_Set problem:_ Rewrite all of the items below, swapping "Target" for "Object" and leaving everything else as it is.
==== Information provided
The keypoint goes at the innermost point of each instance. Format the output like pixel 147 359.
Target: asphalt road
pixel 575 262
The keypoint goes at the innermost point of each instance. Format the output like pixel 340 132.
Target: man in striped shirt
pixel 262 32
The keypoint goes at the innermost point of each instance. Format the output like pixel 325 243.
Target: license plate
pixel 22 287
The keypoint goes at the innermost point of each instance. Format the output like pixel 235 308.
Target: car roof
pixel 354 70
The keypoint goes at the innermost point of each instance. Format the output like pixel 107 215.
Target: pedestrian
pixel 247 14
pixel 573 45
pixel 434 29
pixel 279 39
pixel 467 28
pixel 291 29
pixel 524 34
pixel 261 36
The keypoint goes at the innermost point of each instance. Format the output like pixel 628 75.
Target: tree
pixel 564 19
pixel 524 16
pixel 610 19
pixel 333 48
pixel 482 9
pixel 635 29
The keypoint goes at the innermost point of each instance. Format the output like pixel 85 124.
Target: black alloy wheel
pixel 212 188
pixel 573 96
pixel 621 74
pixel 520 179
========
_Response to this exercise:_
The keypoint goes at the innermost point of each instance. Format the output like pixel 147 359.
Object: asphalt road
pixel 575 262
The keypoint goes at the innermost point of each instance. Format the output like pixel 340 132.
Object: man in striped shirt
pixel 262 32
The keypoint goes at the innermost point of each instance. Format the output like pixel 325 243.
Object: license plate
pixel 22 287
The keypoint goes at the innermost point of each instance. Format the output like pixel 235 308.
Object: car roof
pixel 354 70
The keypoint goes at the innermost point of each instance. Format the output like pixel 107 215.
Object: pedestrian
pixel 247 14
pixel 573 45
pixel 434 29
pixel 279 39
pixel 467 28
pixel 291 29
pixel 524 34
pixel 261 36
The keypoint goes at the innermost point of each instance. Format the output like pixel 628 75.
Object: tree
pixel 564 19
pixel 524 16
pixel 610 19
pixel 333 48
pixel 482 9
pixel 635 29
The keypoint goes at the innermost point of each instance. Format the output like pixel 85 124.
Object: black alloy wheel
pixel 212 188
pixel 573 96
pixel 621 74
pixel 520 179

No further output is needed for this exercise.